### Task description
Please restate each entry below, word for word.

------------------------

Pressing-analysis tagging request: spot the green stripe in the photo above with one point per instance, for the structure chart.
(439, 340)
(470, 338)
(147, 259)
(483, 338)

------------------------

### Answer to this exercise
Pressing-analysis tagging request: spot the green stripe in the photo above with one point per instance, for the structure chart.
(439, 340)
(470, 338)
(147, 259)
(483, 338)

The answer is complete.